- [Text segment]:
***

= List of Detective Conan live action drama episodes =

The live action drama series Great Detective Conan, officially translated as Detective Conan (名探偵コナン, Meitantei Conan), also known as Case Closed, is based on the manga of the same name. As of 2012, four television specials and a TV series were made.

The first television special was titled, Detective Conan: Shinichi Kudo's Written Challenge (名探偵コナン- 工藤新一への挑戦状, "Meitantei Conan: Kudo Shinichi he no Chosenjo") and was aired on October 2, 2006. The story follows Shinichi Kudo as he investigates a kidnapping aboard a cruise ship. It features Shun Oguri as the teenage Kudo and Tomoka Kurokawa as Ran Mori. The second television special, entitled Shinichi Kudo Returns! Showdown with the Black Organization (工藤新一の復活!〜黒の組織との対決, "Kudo Shinichi no Fukkatsu! Kuro no Soshiki to no Taiketsu"), aired on December 17, 2007. The plot follows Kudo and Shiho Miyano as they hide from the Black Organization.

A third TV special entitled, Shinichi Kudo's Written Challenge! The Mystery of the Legendary Strange Bird (工藤新一への挑戦状～怪鳥伝説の謎～, "Kudo Shinichi he no Chosenjo: Kaitori Densetsu no Nazo"), aired on April 15, 2011 and featured Junpei Mizobata as Shinichi Kudo and Shioli Kutsuna as Ran Mori. The plot follows Kudo's investigation on murders that are blamed on a mythical bird. The fourth TV special, titled Shinichi Kudo and the Kyoto Shinsengumi Murder Case (工藤新一京都新撰組殺人事件, Kudō Shin'ichi Kyōto Shinsengumi Satsujin Jiken) aired on April 12, 2012. The plot follows Kudo's investigation of a murder on a plane and later in Kyoto.

The cast from the third TV special was used for the TV series, Shinichi Kudo's Written Challenge (工藤新一への挑戦状, "Kudo Shinichi he no Chosenjo") which aired between July 7, 2011 and September 29, 2011. It follows Shinichi, Ran and Kogoro Mori as they wake up trapped in a room by a crazed fan who admires Shinichi's abilities. Each room contains a device which when a keyword connected to the case is entered, grants them further access of the room. The live action series is produced by Yoshinori Horiguchi, Shi Shirakawa, Koki Endo, and Masako Kuraibu with music by Koji Endo. The theme music used is "Always with you..." (君とずっと..., Kimi to Zutto...) performed by Yu-Yu (Rhythm Zone).

***

- [Entries shown]:
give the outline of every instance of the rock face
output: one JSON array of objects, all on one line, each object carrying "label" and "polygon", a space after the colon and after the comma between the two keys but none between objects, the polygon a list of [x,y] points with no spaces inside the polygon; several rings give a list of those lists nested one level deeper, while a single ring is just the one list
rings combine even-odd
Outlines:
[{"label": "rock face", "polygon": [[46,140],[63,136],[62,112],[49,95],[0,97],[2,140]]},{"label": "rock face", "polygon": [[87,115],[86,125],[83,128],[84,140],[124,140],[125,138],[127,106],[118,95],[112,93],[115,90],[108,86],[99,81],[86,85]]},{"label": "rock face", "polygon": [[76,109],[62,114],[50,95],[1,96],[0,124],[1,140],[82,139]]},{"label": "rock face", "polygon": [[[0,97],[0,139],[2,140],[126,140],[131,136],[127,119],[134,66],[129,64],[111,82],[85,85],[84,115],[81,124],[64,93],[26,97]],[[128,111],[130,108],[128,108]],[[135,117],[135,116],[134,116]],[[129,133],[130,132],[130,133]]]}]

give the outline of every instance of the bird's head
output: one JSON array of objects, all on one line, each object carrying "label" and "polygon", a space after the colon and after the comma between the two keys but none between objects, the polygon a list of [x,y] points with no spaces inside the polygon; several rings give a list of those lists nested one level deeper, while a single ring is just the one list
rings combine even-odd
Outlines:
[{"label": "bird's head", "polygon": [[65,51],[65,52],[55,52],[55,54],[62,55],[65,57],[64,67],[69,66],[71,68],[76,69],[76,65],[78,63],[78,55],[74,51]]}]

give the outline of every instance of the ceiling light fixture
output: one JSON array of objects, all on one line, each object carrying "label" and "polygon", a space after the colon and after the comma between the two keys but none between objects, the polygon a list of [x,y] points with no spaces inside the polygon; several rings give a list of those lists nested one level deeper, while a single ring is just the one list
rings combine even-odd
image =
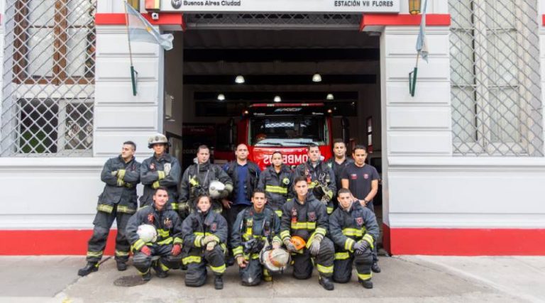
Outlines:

***

- [Required work]:
Answer these from the list of Detective Conan live action drama episodes above:
(a) On what date did the second television special air?
(b) Who played Ran Mori in the third TV special?
(c) Who performed the theme music for the TV series?

- [Correct result]:
(a) December 17, 2007
(b) Shioli Kutsuna
(c) Yu-Yu (Rhythm Zone)